Again through the translator, the boy’s father Mohanad Al Sabbagh says, “As a father and as a family we’ve done everything in our capacity to help.”
“To save his life,” adds his mother Mouselli.
A stem cell transplant could be the cure he needs and although he has siblings, his parents want to give him the best chance at surviving with a perfect match by having another child.
So, Mohamad’s mother and father want to give Mohamad what’s known as a “saviour sibling.”
They plan to undergo a procedure called In Vitro Fertilization (IVF) with Pre-implantation Genetic Diagnosis Screening (PGD)
The process would involve fertilizing several of his mother’s eggs with his father’s sperm at a clinic, then genetically testing the embryos.
The embryo that’s genetically the best match would then be implanted into the mother. Months after the pregnancy comes to term, the infant’s stem cells would be transplanted into Mohamad.
The whole process is expensive, especially for a family of Syrian newcomers who arrived only about six months ago.
“I couldn’t imagine a mother wanting a treatment for her son and the only thing that is stopping her from the treatment is $20,000,” says Maggie Amin.
Amin is one of several people who have been helping the family.
She set up a GoFundMe account that has raised enough money for the procedure and to help the family with the other costs associated with caring for Mohamad.
Although Ontario now funds IVF treatments for those who meet eligibility requirements, according to Ministry of Health spokesperson David Jensen, “Pre-Implantation Genetic Testing is not covered by the Laboratory and Specimen Collection Centre Licencing Act, and as such is not covered by OHIP.”

====

Pick up the passage about the family raising money for genetic screening to help their son, and continue it after its last sentence.

**Given records:**
====

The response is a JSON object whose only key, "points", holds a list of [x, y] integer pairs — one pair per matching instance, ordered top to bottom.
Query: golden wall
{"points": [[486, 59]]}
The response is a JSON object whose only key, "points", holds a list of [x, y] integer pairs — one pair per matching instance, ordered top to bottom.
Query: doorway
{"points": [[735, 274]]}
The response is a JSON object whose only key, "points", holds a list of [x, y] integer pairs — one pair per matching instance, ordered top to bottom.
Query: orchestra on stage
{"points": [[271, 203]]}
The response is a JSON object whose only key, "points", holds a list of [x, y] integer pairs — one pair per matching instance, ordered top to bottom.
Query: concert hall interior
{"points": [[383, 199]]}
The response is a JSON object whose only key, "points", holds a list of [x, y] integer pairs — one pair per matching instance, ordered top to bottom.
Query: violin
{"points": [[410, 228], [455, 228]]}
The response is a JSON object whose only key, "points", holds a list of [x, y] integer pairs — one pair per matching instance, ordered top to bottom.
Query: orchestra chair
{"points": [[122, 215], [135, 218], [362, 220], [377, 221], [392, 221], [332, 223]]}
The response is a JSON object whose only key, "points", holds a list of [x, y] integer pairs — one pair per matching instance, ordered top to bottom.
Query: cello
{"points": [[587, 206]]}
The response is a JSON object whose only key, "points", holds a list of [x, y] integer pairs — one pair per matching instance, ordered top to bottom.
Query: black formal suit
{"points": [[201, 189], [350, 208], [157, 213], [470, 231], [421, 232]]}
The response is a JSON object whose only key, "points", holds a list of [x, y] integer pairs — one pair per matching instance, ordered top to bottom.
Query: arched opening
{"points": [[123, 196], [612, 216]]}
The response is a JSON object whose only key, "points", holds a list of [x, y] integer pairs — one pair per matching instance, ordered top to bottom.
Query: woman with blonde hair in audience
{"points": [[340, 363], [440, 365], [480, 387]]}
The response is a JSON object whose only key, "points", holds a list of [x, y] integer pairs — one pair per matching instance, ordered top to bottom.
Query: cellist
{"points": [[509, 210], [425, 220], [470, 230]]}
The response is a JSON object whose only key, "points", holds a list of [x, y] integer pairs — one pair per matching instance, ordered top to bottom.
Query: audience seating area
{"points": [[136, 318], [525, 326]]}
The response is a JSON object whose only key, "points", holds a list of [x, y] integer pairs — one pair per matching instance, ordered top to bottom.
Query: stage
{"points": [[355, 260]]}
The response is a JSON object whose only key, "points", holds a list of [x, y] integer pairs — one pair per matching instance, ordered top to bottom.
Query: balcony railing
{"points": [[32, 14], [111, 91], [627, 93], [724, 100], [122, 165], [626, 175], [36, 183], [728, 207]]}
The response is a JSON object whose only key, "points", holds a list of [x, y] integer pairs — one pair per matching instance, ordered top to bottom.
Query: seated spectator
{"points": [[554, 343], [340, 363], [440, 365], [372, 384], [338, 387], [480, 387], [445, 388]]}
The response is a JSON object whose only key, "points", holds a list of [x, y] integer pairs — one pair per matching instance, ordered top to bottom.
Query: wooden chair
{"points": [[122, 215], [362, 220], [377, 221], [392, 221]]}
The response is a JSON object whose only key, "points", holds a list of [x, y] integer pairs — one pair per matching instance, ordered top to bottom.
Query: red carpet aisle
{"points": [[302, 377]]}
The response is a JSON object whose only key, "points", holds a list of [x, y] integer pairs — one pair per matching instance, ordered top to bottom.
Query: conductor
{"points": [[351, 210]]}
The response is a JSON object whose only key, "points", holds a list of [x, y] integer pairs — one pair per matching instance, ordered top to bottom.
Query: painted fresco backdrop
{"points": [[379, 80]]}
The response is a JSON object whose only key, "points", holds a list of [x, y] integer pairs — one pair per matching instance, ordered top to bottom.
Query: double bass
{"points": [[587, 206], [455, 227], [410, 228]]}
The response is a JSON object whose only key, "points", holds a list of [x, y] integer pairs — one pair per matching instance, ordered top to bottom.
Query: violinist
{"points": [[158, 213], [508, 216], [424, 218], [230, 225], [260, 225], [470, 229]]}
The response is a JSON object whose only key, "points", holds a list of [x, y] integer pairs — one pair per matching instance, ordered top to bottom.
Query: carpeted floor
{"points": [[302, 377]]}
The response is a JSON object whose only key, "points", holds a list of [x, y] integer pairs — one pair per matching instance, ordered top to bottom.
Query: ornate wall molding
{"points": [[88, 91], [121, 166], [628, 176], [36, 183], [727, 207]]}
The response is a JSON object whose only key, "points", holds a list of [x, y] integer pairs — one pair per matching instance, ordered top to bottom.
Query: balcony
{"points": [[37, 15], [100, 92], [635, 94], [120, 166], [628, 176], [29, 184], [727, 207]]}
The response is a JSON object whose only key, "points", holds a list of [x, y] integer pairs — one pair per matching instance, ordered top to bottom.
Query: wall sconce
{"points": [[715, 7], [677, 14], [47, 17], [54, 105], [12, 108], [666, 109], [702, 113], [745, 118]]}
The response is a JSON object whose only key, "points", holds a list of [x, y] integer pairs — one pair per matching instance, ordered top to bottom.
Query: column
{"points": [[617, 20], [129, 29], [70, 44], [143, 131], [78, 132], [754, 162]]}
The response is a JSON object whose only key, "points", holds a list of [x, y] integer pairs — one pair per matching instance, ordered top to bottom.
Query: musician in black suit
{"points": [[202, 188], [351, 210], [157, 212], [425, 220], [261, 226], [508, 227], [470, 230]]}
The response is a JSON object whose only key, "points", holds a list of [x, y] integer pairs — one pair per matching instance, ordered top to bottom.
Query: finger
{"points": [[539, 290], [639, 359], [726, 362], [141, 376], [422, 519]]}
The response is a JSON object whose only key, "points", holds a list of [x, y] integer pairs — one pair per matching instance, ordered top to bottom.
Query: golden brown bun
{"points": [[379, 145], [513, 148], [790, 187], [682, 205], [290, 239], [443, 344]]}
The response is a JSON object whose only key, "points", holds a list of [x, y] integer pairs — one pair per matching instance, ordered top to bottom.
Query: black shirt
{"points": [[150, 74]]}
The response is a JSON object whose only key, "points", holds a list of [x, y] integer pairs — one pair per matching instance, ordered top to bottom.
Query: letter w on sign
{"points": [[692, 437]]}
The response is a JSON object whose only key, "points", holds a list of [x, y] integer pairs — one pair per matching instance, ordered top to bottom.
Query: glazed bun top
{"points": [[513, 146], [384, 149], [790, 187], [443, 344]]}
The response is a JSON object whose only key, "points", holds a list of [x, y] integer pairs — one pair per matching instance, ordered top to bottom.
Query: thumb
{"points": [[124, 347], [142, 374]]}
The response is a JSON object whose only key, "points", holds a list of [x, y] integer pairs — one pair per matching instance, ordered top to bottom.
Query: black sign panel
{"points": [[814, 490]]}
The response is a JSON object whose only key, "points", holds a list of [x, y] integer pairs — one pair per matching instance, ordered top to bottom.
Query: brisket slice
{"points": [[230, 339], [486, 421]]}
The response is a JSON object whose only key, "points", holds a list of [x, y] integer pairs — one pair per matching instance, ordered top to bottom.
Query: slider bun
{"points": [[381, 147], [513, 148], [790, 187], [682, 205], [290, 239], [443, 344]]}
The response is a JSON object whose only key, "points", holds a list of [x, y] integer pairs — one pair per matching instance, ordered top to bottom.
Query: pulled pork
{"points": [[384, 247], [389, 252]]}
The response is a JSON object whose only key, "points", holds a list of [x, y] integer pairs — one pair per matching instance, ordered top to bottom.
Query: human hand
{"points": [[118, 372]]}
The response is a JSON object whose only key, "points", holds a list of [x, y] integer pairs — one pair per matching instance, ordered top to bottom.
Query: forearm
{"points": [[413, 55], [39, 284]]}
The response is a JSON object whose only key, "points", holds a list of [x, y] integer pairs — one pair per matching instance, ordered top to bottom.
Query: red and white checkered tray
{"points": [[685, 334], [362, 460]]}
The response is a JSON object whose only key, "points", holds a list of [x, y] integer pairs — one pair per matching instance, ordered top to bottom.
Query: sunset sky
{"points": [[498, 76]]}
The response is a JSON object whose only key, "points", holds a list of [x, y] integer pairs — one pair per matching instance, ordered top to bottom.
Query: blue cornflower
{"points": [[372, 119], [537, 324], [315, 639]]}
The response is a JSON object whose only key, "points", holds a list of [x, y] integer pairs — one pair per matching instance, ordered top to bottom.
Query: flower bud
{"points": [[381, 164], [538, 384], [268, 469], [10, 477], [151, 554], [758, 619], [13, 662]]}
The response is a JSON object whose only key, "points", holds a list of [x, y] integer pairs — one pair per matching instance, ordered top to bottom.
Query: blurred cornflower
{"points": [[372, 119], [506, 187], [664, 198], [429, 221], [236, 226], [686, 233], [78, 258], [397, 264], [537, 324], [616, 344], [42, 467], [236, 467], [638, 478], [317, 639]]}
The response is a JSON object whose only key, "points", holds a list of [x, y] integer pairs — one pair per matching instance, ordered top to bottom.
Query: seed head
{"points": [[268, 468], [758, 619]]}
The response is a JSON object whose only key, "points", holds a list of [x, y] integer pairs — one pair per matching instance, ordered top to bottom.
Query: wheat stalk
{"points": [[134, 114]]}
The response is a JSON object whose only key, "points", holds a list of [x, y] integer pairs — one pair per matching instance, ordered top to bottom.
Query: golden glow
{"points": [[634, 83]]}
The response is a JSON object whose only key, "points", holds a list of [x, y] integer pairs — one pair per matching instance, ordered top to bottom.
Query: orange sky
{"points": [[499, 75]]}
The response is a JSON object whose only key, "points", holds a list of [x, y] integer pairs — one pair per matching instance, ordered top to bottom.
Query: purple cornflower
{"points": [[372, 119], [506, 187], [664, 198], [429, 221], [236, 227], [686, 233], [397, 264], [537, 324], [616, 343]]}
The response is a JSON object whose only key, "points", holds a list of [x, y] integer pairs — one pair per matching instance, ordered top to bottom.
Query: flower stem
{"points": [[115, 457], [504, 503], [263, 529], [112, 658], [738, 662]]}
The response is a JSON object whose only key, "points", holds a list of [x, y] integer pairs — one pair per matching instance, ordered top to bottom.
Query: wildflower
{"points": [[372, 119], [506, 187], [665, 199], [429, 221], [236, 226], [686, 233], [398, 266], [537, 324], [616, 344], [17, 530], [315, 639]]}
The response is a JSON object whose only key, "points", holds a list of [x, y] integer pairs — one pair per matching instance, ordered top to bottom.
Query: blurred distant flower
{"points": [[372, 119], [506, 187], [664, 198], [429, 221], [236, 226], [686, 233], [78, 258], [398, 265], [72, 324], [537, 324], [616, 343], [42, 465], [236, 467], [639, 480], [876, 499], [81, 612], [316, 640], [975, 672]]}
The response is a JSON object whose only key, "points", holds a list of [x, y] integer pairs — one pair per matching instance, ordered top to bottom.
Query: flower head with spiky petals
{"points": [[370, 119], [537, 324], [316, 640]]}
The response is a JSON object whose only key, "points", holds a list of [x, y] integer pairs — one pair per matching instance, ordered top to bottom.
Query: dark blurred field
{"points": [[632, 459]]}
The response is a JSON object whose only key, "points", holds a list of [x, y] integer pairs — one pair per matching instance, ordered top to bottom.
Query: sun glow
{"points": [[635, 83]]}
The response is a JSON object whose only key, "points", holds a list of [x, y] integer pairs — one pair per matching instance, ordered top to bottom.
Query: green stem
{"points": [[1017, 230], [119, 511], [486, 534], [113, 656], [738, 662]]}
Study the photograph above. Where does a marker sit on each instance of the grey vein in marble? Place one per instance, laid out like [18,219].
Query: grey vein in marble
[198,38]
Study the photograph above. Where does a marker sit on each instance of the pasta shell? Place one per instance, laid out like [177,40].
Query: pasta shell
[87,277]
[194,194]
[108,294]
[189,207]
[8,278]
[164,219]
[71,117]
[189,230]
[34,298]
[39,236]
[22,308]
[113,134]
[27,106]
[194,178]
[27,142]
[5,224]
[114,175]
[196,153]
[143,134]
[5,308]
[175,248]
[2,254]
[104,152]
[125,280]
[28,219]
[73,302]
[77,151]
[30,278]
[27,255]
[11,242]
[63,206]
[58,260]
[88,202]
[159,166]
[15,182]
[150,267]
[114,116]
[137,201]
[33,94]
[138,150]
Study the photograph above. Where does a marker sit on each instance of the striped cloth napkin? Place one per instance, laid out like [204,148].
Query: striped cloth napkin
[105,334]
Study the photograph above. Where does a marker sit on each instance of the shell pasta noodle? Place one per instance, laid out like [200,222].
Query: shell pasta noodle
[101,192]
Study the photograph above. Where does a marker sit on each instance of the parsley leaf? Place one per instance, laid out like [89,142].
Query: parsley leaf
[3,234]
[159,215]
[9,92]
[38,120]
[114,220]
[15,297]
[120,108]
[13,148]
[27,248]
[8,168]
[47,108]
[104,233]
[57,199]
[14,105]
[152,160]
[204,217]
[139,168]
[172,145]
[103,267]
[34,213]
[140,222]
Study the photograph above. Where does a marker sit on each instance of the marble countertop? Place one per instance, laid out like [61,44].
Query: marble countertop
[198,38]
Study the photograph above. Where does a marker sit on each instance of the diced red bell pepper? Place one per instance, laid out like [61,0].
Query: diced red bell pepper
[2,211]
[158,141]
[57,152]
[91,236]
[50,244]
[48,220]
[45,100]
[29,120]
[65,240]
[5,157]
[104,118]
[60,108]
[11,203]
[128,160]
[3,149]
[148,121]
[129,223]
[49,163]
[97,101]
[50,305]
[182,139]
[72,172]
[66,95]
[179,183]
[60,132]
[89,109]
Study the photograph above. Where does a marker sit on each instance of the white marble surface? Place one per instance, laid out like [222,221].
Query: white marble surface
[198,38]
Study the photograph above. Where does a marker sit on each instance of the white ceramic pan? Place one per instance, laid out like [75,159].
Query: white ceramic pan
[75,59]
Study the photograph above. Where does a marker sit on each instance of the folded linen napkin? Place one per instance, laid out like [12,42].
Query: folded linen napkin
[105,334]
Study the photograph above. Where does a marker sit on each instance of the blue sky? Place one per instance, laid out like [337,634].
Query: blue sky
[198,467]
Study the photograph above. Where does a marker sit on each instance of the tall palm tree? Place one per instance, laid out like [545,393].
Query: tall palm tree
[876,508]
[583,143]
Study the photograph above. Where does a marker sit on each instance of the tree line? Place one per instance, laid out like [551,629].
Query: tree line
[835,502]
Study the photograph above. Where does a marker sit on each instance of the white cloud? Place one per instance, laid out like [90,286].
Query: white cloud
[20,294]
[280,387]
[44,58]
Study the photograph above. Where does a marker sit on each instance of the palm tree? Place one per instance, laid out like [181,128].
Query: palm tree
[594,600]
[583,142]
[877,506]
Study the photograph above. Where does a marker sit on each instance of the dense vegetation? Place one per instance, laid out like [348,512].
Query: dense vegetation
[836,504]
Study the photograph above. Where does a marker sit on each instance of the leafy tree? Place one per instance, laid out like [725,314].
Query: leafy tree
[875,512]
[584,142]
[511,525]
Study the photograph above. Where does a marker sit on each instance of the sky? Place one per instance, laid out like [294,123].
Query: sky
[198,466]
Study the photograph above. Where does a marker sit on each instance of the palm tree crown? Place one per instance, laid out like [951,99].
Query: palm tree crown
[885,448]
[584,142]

====

**Task response:**
Amin believes it should be, “not only for the Al Sabbagh family but for all other families who have to go through the IVF procedure to save their child’s life.”
CBC Toronto’s request for an interview to discuss Mohamad’s condition and treatment with Sick Kids physicians was denied.
The boy’s parents, however, did provide CBC Toronto with a letter from the hospital’s Division of Haematology/Oncology Clinic.
In it, Dr. Michaela Cada raises concerns over Mohamad’s parents’ desire to have another child to save his life, including the fact that even if IVF is successful the first time, “waiting for a sibling to obtain cord blood cells will take at least a year.”
The physician speaks to the risks associated with this, including the possibility of the 10-year-old’s health being compromised while he waits.
The letter also addresses the issues around the “ethical and financial burden on the family in undergoing this procedure and having to raise another child.”
The recommendation given was to put the boy on medication that could decrease the need for blood transfusions, then waiting for a stem-cell transplant option that would explore using an unrelated donor or one of the parents.
Whichever way they decide to go, the parents have been told that Sick Kids will support them.
One Match, a stem cell and marrow network, is urging the family to organize a campaign encouraging donors to come forward from the Syrian-Canadian community.
“It will give their son more of a chance to find a match obviously and then it will give other patients that are waiting to find a match a chance as well,” says One Match’s Toronto manager Chris van Doom.
He said at the moment there are 11 patients in Canada of Syrian descent waiting for a donor.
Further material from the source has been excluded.